● QUOTED PASSAGE:

______________________________

GCATemplates

GCATemplates (Genomic Computational Analysis Templates) is a tool developed by TAMU HPRC staff that allows you to copy a Bioinformatics job script template to your current working directory.

Run the following command then follow the menus to find a template script.

 gcatemplates

gcatemplates

The final menu will allow you to copy the template file to your current working directory.
The template files have default settings for a tool.
You need to edit the input files and read the manual for available options to use other than defaults.
You will need to adjust the SBATCH parameters as well as variables in the TODO section based on your project.

______________________________

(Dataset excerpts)
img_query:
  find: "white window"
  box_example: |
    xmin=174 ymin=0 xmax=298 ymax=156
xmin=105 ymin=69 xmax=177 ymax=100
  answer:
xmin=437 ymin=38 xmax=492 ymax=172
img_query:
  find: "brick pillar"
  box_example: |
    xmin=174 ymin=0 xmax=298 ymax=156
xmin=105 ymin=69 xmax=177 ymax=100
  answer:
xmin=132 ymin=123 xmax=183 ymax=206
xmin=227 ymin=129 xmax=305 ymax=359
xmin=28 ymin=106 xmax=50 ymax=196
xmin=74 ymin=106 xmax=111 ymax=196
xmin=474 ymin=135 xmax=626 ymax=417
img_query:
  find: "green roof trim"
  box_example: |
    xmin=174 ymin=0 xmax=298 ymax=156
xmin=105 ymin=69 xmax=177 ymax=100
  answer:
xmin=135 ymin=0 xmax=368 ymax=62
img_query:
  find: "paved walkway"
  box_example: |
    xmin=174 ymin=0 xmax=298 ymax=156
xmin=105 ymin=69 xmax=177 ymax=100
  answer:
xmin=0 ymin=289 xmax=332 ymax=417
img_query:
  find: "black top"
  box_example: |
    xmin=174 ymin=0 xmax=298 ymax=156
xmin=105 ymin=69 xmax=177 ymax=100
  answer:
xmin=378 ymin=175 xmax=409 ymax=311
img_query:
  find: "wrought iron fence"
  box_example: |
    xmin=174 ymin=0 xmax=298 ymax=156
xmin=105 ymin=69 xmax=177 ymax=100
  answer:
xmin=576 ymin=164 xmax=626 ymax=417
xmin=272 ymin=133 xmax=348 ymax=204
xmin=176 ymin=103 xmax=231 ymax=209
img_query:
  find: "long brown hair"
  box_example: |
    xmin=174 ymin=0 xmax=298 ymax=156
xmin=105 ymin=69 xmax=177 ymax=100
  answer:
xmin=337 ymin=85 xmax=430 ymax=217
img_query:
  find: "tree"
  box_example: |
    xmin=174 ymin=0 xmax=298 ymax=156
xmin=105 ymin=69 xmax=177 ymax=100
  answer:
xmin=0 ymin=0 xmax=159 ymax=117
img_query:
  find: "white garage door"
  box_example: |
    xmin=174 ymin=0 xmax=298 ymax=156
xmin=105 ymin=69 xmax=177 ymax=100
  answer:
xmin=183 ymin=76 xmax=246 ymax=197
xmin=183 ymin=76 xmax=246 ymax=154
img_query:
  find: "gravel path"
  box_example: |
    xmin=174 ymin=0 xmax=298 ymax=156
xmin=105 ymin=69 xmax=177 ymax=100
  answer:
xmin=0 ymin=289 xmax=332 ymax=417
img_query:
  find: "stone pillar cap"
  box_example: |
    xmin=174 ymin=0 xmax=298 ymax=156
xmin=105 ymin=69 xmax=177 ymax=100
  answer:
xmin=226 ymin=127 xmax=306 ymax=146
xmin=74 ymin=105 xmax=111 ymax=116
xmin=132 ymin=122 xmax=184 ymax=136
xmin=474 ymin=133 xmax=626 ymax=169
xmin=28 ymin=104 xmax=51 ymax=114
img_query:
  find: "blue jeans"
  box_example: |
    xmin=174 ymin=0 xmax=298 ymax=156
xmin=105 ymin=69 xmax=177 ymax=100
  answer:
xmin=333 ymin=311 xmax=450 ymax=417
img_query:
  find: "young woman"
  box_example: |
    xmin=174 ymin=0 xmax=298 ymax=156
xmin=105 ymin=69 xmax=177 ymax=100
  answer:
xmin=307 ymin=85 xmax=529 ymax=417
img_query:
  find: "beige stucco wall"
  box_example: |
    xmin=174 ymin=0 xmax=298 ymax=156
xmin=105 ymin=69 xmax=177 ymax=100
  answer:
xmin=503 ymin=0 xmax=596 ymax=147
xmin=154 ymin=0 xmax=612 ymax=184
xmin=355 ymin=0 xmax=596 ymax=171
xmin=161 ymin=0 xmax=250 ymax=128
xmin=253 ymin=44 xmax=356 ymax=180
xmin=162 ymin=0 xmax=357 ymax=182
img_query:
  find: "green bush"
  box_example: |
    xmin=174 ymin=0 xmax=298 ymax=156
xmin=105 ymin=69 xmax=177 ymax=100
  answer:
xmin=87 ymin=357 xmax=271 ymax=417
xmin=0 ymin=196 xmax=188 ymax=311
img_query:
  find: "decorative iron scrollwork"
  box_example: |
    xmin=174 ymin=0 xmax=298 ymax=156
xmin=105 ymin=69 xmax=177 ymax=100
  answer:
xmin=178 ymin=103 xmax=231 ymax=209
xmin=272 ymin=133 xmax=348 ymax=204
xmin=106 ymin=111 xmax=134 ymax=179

______________________________

● TASK:
Answer these questions from the GCATemplates page:
1. Who developed GCATemplates?
2. What command do you run to start the menus?
3. Besides the SBATCH parameters, what must you adjust based on your project?
These records were drawn from a different source.

● SOLUTION:
1. TAMU HPRC staff
2. gcatemplates
3. The variables in the TODO section